Items from a dataset:
>>>

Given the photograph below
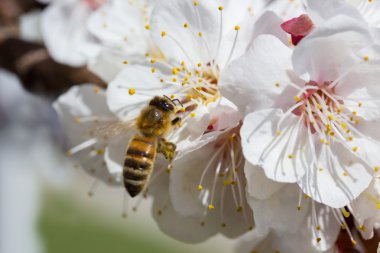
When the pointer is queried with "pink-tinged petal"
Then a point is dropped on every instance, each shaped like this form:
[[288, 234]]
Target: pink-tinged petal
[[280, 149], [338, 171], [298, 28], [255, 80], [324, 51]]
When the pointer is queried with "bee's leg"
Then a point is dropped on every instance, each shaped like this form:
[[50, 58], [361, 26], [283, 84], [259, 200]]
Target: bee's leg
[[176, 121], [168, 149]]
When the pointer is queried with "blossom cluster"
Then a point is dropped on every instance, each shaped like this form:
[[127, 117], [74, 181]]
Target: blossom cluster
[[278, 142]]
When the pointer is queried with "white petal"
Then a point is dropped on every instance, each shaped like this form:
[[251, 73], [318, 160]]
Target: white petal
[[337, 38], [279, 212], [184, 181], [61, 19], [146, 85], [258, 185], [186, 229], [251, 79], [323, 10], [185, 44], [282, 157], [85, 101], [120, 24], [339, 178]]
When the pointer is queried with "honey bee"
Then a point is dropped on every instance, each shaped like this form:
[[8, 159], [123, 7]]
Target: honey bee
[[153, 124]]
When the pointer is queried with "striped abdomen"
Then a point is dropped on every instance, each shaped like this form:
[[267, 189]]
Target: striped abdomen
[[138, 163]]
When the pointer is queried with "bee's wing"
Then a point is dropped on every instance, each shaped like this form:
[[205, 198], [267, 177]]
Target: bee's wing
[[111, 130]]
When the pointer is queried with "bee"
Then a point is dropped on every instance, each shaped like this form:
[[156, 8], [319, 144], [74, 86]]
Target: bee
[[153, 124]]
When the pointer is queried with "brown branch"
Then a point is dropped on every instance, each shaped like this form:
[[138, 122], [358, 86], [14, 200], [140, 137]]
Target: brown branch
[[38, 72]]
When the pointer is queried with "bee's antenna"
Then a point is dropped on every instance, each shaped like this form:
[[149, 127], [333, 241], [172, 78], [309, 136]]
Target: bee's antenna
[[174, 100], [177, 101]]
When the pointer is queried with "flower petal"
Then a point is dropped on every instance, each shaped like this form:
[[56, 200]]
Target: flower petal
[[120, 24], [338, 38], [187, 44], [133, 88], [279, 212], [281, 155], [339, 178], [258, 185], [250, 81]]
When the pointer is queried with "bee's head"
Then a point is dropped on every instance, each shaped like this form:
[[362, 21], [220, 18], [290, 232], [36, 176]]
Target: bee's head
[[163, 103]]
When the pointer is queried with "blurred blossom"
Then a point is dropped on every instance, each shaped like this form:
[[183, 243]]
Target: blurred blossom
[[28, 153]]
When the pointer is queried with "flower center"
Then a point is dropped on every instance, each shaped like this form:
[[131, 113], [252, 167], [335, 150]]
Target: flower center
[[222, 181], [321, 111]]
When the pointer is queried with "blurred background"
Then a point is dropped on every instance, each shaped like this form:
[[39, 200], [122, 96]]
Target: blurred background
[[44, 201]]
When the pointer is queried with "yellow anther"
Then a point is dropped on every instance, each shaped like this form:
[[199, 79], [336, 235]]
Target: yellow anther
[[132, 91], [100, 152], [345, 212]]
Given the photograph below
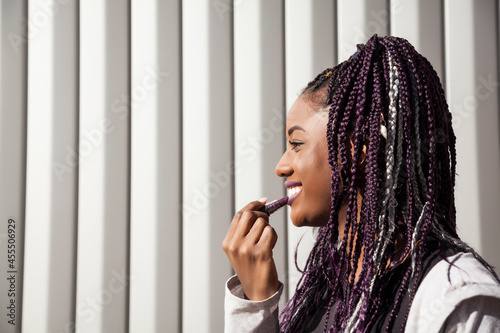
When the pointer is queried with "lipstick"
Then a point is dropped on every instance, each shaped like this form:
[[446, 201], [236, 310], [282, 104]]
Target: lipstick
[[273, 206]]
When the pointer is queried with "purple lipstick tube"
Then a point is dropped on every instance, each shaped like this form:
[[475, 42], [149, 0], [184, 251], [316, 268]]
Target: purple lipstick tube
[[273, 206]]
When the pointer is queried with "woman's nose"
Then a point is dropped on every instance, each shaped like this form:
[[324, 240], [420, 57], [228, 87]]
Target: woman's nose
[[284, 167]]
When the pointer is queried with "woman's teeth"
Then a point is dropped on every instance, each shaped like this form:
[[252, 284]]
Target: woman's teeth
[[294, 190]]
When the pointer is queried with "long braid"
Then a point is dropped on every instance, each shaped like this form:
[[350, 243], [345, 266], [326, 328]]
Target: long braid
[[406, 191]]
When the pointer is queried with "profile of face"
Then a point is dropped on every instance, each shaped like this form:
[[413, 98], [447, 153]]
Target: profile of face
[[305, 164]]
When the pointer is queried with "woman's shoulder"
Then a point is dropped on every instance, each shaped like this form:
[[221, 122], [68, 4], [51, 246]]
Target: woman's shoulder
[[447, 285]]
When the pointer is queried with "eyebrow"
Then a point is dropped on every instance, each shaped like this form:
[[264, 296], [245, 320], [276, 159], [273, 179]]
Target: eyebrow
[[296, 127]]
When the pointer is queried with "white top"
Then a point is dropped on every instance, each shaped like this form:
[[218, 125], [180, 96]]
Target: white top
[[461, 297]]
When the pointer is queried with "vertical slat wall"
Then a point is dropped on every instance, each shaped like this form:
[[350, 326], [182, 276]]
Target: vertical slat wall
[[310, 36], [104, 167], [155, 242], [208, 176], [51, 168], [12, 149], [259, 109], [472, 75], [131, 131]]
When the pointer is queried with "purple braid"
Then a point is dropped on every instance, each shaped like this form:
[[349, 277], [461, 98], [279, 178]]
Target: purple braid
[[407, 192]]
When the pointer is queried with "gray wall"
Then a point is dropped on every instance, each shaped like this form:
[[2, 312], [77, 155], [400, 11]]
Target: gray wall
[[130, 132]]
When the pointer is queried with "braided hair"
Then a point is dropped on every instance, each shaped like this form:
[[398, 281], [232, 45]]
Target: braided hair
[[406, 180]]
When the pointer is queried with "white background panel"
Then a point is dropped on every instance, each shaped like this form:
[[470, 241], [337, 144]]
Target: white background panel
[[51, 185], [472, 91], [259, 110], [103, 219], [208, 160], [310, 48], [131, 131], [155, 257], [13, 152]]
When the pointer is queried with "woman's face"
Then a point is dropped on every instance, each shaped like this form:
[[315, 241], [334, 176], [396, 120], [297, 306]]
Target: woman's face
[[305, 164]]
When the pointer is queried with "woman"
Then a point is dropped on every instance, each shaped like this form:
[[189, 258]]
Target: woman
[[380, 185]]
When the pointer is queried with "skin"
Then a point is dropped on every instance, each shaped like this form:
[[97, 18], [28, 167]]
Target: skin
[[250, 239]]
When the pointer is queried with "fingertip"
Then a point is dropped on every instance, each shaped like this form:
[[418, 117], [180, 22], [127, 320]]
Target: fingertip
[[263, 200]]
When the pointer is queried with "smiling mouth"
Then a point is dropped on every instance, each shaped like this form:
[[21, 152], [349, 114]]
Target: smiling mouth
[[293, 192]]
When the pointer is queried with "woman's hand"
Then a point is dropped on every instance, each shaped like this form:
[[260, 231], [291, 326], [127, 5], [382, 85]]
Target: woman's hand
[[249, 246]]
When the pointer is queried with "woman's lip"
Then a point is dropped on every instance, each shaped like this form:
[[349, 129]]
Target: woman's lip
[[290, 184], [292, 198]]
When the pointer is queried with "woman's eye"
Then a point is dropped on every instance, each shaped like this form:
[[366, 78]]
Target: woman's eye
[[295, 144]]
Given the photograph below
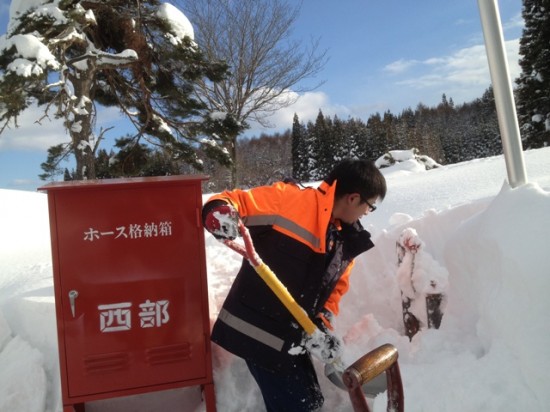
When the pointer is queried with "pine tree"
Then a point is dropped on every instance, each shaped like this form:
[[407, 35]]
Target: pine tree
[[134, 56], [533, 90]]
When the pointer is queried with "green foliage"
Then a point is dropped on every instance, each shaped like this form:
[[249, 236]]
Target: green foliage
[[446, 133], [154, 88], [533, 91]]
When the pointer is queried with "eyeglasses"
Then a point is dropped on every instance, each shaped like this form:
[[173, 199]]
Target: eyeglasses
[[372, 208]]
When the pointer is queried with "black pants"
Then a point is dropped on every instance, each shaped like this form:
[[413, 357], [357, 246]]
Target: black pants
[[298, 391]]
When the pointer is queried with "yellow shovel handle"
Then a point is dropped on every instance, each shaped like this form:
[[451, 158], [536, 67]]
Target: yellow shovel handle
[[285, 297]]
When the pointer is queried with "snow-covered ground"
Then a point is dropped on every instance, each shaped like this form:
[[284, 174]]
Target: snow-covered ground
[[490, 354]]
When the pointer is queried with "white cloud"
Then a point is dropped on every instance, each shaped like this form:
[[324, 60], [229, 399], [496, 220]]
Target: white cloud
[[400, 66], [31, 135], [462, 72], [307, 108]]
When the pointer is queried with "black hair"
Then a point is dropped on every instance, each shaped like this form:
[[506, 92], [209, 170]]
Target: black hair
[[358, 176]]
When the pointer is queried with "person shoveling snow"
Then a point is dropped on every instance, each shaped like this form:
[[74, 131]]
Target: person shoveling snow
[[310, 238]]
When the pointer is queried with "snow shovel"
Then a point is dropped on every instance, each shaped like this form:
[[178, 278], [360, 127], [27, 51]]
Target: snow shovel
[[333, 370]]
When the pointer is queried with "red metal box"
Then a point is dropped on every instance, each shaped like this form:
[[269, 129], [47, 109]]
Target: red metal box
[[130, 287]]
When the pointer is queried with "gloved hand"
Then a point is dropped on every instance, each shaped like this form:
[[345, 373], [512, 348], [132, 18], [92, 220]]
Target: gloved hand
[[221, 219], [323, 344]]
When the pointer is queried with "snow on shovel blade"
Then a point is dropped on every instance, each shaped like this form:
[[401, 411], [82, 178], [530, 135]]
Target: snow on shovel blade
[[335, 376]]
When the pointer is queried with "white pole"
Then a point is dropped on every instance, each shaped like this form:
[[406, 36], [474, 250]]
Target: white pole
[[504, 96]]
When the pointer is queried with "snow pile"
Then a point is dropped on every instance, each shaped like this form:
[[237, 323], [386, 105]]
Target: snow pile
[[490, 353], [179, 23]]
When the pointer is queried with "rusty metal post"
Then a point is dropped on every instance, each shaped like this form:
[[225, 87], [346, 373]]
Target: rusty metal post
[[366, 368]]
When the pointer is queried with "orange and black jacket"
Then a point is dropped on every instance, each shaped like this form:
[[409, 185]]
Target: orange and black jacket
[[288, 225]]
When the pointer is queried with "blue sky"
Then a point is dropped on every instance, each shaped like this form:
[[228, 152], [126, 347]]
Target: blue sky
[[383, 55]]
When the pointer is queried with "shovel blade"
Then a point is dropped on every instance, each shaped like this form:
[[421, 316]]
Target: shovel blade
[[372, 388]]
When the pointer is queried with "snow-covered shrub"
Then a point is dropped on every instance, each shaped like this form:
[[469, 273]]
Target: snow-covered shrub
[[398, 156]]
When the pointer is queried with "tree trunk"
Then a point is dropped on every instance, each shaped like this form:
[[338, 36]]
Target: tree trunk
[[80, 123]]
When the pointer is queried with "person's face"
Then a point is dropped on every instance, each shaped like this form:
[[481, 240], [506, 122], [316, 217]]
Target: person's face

<<<

(Task prompt): Could you put everything from the start of the records down to the line containing "[[280, 149], [338, 171], [298, 28], [255, 80], [324, 51]]" into a numbered list, skipping blank lines and leaving out the pictures?

(Reply to the exercise):
1. Given the photograph below
2. When the pointer is queried with "pink-tinged petal"
3. Then a point is dropped on every instance, each shaped like this form:
4. [[288, 234]]
5. Target: pink-tinged petal
6. [[280, 149], [338, 171], [298, 28], [255, 80], [324, 51]]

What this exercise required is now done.